Copy out exactly each line from the line with "point: police car roof" through the last line of the material below.

- Material:
◆ ◆ ◆ ◆ ◆
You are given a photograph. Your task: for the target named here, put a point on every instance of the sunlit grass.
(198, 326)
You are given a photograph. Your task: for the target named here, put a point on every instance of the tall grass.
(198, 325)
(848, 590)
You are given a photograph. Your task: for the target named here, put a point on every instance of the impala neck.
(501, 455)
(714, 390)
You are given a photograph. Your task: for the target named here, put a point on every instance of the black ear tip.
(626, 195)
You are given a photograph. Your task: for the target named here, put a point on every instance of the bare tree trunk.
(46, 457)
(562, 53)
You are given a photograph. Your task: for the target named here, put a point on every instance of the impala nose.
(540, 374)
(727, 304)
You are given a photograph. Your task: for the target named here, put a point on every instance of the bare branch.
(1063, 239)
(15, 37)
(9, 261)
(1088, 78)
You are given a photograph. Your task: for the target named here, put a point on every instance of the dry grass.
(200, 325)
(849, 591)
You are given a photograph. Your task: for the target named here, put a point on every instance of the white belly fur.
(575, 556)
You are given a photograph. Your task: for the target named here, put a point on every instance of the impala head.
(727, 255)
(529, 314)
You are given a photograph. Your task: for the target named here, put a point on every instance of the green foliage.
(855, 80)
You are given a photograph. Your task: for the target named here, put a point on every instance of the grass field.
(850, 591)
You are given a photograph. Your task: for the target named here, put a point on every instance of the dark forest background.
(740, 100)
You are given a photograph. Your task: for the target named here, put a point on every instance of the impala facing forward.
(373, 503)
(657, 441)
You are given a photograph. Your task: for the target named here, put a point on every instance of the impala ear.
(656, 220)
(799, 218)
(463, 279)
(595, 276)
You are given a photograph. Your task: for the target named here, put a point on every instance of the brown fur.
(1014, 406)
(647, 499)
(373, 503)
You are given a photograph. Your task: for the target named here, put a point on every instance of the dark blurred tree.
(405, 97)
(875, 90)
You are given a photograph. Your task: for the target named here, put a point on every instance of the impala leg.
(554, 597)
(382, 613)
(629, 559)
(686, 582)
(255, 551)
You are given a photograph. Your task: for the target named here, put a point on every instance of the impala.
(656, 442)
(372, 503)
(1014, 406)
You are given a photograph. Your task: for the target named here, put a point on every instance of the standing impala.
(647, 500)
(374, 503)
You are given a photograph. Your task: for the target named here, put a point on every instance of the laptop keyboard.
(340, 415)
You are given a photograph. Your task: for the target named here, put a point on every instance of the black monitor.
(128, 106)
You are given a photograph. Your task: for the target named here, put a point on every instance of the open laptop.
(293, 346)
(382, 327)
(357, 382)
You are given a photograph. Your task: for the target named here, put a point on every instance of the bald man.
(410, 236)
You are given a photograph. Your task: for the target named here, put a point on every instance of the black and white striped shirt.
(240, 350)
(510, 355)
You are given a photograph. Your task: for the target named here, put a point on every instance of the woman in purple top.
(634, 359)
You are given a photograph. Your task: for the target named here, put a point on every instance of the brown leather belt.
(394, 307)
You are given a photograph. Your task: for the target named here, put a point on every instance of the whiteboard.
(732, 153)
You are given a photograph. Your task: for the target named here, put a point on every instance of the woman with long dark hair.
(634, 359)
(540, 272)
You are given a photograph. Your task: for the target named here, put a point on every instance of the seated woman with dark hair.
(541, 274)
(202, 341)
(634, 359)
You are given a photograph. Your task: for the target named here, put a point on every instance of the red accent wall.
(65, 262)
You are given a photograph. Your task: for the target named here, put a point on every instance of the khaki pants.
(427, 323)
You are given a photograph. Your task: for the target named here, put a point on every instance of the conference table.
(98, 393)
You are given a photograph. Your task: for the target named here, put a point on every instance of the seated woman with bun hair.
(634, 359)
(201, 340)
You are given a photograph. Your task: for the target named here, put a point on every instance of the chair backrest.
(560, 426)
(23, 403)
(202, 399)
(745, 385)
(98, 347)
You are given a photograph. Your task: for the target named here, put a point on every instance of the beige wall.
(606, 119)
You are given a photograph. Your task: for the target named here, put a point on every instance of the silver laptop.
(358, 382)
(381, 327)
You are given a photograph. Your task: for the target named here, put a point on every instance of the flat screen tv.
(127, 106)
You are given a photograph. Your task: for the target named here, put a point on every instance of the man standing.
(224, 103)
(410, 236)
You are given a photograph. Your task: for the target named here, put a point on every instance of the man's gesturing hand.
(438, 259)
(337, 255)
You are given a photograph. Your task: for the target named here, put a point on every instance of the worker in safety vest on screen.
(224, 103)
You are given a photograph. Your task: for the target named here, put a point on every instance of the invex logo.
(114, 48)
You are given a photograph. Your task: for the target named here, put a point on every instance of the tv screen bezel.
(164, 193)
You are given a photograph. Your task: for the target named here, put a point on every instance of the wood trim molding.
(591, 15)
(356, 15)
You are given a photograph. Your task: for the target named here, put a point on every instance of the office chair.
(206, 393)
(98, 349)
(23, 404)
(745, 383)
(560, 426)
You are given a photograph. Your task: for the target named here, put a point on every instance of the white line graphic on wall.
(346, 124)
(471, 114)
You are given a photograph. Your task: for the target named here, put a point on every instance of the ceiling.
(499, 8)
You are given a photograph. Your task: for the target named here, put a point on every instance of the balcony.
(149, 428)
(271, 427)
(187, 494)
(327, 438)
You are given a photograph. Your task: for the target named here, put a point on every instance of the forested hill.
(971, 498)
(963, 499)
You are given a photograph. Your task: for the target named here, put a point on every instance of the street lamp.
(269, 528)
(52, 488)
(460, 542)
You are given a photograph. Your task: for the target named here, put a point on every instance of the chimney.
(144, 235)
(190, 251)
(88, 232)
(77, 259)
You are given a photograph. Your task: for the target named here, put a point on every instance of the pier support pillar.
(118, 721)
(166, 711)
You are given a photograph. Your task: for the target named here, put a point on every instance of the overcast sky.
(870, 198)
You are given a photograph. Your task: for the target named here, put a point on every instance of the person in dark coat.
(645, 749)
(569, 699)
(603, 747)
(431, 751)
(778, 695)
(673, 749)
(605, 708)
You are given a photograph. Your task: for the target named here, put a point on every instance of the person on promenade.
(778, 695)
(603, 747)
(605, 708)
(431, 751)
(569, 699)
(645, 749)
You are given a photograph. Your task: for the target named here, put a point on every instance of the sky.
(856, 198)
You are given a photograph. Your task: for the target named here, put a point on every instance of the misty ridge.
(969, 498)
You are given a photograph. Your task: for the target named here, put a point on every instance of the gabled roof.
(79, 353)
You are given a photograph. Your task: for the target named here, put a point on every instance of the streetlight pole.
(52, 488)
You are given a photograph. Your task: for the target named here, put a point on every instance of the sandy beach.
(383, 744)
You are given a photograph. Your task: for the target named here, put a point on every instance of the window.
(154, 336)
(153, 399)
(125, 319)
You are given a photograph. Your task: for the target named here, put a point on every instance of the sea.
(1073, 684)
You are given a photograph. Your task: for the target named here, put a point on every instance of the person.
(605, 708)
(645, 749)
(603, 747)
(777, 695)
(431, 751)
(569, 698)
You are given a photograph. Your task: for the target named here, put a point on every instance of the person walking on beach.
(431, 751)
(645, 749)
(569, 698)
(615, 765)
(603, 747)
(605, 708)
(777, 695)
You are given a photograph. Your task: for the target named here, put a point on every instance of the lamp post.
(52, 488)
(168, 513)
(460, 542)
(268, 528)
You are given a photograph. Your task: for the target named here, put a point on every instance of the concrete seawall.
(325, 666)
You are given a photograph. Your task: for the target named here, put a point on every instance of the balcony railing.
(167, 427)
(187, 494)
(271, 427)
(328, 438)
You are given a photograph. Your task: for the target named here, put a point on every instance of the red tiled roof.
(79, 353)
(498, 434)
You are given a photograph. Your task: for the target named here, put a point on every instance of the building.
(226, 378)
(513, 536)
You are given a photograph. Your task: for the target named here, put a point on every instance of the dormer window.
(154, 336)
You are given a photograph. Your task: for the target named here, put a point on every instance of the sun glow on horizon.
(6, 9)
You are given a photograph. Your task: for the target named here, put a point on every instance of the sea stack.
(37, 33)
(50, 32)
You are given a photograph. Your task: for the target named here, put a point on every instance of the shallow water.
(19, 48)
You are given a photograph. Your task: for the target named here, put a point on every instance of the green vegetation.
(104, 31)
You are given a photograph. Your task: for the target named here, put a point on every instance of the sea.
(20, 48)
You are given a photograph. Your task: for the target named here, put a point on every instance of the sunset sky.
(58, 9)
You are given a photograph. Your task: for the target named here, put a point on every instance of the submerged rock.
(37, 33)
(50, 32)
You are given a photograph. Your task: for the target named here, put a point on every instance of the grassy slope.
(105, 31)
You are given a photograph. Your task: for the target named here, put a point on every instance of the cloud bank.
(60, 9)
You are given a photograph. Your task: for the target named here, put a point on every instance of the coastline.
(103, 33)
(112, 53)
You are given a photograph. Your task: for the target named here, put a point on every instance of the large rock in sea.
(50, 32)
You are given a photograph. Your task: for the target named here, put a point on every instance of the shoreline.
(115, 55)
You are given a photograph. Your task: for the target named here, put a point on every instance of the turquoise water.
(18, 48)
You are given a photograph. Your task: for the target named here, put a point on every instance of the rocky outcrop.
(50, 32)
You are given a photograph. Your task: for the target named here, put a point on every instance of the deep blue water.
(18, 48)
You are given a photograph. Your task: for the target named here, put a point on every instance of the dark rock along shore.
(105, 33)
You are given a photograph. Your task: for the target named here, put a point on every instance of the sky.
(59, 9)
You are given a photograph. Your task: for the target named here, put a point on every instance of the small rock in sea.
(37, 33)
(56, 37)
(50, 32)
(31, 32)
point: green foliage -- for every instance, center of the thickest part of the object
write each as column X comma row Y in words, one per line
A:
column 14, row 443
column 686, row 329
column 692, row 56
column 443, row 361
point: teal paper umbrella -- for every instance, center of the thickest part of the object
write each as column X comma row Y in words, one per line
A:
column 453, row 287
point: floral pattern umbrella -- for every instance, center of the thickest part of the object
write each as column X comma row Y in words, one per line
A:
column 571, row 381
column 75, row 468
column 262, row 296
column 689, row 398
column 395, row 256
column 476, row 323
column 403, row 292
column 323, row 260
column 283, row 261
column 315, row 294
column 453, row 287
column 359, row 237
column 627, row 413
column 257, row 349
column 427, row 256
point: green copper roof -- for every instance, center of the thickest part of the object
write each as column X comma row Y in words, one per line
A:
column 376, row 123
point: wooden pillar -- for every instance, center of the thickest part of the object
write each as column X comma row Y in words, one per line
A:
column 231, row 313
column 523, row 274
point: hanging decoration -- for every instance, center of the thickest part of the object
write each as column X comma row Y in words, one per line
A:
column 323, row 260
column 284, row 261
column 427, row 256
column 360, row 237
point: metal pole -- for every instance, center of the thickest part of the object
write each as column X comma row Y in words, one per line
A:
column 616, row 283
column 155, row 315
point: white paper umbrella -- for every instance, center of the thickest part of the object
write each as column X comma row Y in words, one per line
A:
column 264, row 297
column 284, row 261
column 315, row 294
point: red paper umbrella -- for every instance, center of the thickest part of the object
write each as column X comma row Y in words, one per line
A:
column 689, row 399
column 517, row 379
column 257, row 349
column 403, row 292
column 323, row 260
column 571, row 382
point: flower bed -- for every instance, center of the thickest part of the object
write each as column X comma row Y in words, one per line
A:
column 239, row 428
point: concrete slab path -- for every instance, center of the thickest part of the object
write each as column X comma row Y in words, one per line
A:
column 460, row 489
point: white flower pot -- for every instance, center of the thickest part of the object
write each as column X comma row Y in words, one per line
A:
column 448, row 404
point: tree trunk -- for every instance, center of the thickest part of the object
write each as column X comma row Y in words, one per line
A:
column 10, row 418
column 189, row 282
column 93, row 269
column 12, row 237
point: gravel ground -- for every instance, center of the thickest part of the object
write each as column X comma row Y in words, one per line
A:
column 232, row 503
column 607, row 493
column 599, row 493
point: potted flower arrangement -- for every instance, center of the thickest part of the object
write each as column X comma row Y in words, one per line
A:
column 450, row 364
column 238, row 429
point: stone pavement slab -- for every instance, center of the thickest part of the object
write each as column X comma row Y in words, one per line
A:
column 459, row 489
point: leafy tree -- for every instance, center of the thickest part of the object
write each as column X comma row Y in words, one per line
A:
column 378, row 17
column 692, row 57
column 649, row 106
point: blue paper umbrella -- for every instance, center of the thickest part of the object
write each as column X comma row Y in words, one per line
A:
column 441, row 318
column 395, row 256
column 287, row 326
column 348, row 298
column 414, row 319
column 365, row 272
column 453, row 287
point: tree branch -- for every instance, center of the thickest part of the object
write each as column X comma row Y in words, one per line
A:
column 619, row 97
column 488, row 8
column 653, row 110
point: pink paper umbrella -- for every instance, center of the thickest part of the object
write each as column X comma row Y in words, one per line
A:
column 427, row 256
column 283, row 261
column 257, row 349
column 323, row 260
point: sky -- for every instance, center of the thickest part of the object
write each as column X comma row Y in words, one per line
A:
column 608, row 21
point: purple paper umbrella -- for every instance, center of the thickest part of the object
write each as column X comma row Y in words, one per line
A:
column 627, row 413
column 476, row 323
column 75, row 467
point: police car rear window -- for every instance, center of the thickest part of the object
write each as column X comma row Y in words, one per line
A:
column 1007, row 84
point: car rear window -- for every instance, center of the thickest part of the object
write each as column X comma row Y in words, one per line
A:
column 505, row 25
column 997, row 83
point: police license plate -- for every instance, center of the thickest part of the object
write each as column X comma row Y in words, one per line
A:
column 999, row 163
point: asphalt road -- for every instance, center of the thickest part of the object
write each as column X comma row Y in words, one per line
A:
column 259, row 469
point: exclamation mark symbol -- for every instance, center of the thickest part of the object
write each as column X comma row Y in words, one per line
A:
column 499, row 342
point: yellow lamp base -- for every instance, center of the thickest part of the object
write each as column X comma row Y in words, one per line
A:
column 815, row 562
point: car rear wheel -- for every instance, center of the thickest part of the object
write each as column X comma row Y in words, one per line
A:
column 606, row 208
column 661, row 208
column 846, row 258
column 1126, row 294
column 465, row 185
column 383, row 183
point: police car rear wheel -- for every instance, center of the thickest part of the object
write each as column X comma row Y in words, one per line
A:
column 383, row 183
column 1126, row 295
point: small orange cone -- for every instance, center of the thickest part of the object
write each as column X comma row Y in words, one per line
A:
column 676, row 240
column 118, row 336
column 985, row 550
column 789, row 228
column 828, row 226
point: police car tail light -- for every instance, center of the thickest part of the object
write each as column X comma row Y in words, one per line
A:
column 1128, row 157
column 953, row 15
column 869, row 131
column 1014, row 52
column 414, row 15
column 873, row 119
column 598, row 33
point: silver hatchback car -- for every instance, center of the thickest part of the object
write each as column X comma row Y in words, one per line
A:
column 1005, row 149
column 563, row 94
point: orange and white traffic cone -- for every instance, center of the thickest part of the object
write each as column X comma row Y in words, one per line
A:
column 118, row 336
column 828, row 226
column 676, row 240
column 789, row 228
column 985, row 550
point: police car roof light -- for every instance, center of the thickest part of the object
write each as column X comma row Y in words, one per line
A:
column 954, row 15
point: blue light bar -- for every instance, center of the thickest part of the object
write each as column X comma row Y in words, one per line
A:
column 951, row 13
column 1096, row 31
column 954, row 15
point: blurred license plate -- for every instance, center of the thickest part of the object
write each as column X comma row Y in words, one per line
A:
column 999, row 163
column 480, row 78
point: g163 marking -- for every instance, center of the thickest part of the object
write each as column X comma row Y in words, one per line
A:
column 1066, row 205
◆ ◆ ◆ ◆ ◆
- Solution for this task:
point: police car roof light -- for every instance, center of the thickest part of the object
write each as column X comma row Y in words, one per line
A:
column 954, row 15
point: blue light bar -- for every instance, center of the thickest part of the object
write each as column X comma row Y in words, one per line
A:
column 951, row 13
column 1096, row 31
column 954, row 15
point: blurred license plate -- for every instance, center of the thickest part of the object
write each as column X comma row Y in words, one per line
A:
column 999, row 163
column 480, row 78
point: g163 marking -- for every instance, center of the thickest part of the object
write each as column X comma row Y in words, one per line
A:
column 1066, row 205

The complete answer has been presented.